2.38 describe simple tests for the anions:

2.38      describe simple tests for the anions:

i           Cl−, Br− and I−, using dilute nitric acid and silver nitrate solution

Silver chloride is insoluble in water (see Section 4.6).  Silver bromide and silver iodide are also insoluble.  Adding silver nitrate solution to a solution containing these ions will produce a precipitate of the insoluble silver halide.  The solution must be acidified in case there are any hydroxide or carbonate ions present that would also give a precipitate with the silver ions.

Take a few cm3 of the sample to be tested. Add a similar volume of dilute nitric acid. Then add a few drops of silver nitrate solution and look for a precipitate.
chloride (Cl-)	white precipitate of silver chloride Ag+(aq) + Cl-(aq) → AgCl(s)
bromide (Br-)	cream precipitate of silver bromide Ag+(aq) + Br-(aq) → AgBr(s)
iodide (I-)	yellow precipitate of silver iodide Ag+(aq) + I-(aq) → AgI(s)

ii          SO42−, using dilute hydrochloric acid and barium chloride solution

Barium sulfate is insoluble (see Section 4.6).  A white precipitate of barium sulfate will form if a solution of barium chloride is added to a solution containing sulfate ions.  The solution must be acidified in case there are any carbonate ions present that would also give a precipitate with the barium ions.  Take a few cm3 of the sample to be tested.  Add a similar volume of dilute hydrochloric acid.  Then add a few drops of barium chloride solution.

Ba2+(aq)   +   SO42−(aq)  ®     BaSO4(s)

iii         CO32−, using dilute hydrochloric acid and identifying the carbon dioxide evolved

If carbonate ions are present, carbon dioxide gas will be given off when dilute HCl is added. Take a few cm3 of the sample to be tested.  Add a similar volume of dilute hydrochloric acid.  Bubble the gas evolved through limewater and the limewater will turn milky.

This test will also work on a solid sample of a carbonate.  (See Section 4.5)

CO32-(aq) + 2H+(aq)  → CO2(g)   +   H2O(l)

#### Study material:
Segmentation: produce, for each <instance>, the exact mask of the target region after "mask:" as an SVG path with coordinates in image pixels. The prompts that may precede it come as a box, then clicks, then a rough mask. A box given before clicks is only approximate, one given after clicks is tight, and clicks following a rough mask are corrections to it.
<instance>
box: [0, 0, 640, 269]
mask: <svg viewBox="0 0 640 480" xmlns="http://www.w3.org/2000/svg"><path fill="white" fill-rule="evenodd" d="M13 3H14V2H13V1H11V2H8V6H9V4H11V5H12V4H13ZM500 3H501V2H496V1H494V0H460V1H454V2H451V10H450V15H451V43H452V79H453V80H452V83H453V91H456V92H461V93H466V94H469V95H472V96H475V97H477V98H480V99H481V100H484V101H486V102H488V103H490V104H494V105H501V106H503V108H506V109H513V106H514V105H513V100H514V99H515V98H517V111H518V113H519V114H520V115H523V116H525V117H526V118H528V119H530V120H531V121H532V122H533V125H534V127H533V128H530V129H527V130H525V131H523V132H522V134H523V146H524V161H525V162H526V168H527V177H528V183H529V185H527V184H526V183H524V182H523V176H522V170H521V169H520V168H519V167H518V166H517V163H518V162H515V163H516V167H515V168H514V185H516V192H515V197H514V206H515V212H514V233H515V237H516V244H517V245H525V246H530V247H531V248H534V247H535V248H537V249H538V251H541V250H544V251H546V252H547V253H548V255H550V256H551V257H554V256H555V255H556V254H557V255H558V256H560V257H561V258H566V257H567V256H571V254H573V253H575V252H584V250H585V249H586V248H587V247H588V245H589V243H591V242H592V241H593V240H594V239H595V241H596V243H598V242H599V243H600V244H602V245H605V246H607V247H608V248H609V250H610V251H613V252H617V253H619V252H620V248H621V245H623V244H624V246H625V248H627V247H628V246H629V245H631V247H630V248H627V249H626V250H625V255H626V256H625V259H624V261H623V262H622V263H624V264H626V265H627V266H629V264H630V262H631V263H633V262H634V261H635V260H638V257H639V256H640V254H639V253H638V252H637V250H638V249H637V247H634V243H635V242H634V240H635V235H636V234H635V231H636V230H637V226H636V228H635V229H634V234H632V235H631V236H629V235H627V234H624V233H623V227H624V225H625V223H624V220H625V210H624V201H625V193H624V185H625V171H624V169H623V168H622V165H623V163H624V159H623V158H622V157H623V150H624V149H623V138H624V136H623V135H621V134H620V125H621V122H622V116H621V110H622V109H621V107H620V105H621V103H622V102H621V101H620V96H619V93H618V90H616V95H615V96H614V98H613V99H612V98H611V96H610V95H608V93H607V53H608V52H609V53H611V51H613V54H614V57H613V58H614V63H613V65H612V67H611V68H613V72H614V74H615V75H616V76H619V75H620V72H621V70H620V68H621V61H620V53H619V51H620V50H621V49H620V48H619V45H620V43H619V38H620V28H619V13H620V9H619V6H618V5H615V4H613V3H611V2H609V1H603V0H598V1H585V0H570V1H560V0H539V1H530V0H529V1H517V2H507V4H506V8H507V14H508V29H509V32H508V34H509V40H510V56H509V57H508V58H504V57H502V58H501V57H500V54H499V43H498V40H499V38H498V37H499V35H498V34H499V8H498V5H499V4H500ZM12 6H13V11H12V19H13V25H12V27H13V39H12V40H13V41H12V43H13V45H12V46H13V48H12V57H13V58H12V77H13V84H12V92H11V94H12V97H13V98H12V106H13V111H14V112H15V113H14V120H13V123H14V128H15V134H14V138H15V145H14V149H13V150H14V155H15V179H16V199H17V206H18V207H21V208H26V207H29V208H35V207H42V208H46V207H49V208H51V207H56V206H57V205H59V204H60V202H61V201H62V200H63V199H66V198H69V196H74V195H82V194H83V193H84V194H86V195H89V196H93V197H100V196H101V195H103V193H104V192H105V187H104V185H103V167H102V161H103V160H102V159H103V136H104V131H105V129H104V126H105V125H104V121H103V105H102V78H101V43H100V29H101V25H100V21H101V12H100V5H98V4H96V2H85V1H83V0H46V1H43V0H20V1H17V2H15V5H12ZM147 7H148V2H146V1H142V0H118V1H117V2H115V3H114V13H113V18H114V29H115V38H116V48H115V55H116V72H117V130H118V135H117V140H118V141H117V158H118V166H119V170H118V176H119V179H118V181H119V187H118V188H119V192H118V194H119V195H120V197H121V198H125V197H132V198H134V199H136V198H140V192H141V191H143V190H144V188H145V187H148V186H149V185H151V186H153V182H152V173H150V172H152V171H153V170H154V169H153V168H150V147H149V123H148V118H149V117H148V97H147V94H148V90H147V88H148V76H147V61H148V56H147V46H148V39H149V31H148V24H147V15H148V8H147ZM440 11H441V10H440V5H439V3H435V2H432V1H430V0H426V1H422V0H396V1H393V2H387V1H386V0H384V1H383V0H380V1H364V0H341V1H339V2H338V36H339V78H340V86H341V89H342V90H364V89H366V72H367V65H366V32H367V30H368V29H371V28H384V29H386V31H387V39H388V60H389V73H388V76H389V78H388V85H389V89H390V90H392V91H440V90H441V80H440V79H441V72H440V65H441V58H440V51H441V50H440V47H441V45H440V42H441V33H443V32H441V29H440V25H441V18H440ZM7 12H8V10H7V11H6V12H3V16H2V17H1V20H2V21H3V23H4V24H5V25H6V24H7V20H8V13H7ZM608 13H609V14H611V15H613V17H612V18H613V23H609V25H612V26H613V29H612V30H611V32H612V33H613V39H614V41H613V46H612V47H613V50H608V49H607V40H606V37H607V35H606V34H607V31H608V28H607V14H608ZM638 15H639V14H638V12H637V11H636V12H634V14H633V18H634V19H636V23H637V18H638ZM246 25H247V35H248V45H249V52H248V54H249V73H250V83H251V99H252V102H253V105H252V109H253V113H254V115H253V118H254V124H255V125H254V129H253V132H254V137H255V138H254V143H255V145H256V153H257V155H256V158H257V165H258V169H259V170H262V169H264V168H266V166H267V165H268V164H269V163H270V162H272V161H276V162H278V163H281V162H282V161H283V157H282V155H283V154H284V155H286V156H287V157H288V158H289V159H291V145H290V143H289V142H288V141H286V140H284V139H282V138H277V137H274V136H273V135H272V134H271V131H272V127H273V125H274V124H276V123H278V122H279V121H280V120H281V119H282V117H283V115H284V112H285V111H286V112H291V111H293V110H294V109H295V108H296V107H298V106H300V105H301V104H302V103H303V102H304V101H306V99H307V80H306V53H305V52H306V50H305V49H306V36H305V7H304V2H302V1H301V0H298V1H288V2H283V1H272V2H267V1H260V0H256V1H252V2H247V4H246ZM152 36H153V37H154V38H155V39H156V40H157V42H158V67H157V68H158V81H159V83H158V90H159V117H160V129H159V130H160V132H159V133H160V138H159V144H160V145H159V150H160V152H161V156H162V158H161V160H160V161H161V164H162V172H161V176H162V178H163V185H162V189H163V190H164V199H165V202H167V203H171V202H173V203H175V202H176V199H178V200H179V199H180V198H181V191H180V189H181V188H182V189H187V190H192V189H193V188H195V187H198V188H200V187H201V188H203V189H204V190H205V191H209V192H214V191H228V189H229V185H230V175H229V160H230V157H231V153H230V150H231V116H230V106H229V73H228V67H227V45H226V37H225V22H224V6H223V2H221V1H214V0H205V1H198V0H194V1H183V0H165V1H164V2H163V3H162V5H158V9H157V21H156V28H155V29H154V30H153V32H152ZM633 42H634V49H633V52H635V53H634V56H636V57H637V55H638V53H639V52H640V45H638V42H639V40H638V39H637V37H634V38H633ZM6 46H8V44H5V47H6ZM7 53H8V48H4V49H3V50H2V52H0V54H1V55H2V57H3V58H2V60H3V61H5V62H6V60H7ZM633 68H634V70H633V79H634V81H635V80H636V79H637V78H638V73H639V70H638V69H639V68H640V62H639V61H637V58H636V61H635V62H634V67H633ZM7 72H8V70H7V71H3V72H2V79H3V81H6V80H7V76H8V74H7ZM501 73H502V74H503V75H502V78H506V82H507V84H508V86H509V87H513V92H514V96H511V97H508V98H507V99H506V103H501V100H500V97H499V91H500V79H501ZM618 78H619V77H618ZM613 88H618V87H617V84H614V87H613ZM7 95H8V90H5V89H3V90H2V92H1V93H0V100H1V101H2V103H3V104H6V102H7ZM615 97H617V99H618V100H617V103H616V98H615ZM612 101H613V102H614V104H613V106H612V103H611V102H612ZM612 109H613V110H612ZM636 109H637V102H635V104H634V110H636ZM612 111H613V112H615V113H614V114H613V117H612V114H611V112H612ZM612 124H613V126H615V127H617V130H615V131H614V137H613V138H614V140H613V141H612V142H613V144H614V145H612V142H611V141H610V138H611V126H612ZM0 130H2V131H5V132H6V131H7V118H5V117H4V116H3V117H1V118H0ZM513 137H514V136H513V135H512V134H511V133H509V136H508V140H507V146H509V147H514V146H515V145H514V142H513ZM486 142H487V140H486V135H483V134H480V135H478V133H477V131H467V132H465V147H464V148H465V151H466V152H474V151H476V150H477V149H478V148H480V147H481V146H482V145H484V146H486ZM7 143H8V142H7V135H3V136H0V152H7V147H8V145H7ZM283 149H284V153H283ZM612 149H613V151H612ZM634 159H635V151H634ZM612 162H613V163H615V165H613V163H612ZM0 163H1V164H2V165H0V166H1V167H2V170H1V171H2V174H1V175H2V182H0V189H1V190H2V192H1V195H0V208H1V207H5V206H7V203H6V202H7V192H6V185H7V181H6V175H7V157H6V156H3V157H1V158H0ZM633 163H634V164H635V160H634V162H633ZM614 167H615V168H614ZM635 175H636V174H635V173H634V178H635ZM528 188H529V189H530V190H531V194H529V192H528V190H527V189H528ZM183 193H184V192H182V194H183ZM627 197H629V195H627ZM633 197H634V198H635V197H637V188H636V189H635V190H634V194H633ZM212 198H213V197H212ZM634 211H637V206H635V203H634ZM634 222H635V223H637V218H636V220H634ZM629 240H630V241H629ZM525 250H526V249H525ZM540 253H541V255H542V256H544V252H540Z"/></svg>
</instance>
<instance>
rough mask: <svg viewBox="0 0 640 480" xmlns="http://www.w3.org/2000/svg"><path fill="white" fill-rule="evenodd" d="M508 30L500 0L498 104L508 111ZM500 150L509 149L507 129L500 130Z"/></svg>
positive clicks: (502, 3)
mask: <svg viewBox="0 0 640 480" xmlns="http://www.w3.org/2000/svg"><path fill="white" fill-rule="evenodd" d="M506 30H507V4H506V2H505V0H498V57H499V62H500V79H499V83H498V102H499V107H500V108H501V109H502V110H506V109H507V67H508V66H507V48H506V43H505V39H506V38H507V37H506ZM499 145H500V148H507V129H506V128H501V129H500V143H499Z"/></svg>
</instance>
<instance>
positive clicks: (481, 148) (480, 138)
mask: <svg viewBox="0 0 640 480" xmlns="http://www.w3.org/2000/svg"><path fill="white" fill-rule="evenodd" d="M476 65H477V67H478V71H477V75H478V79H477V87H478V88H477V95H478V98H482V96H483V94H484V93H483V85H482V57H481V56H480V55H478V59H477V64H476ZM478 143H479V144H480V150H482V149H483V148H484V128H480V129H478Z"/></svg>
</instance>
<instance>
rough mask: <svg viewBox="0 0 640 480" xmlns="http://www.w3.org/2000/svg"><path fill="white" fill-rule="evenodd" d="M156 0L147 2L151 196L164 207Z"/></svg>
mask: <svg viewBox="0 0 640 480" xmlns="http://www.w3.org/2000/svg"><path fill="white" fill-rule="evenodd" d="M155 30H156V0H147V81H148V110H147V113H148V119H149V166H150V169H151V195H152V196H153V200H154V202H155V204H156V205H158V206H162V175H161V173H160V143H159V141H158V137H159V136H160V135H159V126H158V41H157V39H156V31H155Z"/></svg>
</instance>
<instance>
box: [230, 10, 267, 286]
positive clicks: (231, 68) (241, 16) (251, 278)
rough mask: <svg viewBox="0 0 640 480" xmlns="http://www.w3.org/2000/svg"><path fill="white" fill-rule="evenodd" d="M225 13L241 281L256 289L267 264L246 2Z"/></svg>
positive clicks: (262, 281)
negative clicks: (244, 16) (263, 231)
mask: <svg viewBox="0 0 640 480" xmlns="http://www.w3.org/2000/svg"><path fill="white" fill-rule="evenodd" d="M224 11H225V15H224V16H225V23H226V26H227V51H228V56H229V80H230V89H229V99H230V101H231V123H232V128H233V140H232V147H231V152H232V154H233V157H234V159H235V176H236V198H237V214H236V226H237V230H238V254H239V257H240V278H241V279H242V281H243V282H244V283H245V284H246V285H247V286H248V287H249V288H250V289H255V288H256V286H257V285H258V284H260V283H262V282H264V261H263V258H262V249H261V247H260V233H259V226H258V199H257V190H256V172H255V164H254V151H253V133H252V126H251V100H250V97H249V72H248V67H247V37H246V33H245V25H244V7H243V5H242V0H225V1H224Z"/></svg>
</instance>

#### Actions to take:
[1] According to the anion tests page, why must the sample be acidified with dilute nitric acid before silver nitrate solution is added? Answer in one to three sentences.
[2] Transcribe the anion tests page word for word, starting at "Barium sulfate is" and ending at "barium chloride solution.".

#### Answers provided:
[1] The sample is acidified in case hydroxide or carbonate ions are present. Those ions would also form a precipitate with the silver ions, so the test for chloride, bromide and iodide would be unreliable.

[2]
Barium sulfate is insoluble (see Section 4.6).  A white precipitate of barium sulfate will form if a solution of barium chloride is added to a solution containing sulfate ions.  The solution must be acidified in case there are any carbonate ions present that would also give a precipitate with the barium ions.  Take a few cm3 of the sample to be tested.  Add a similar volume of dilute hydrochloric acid.  Then add a few drops of barium chloride solution.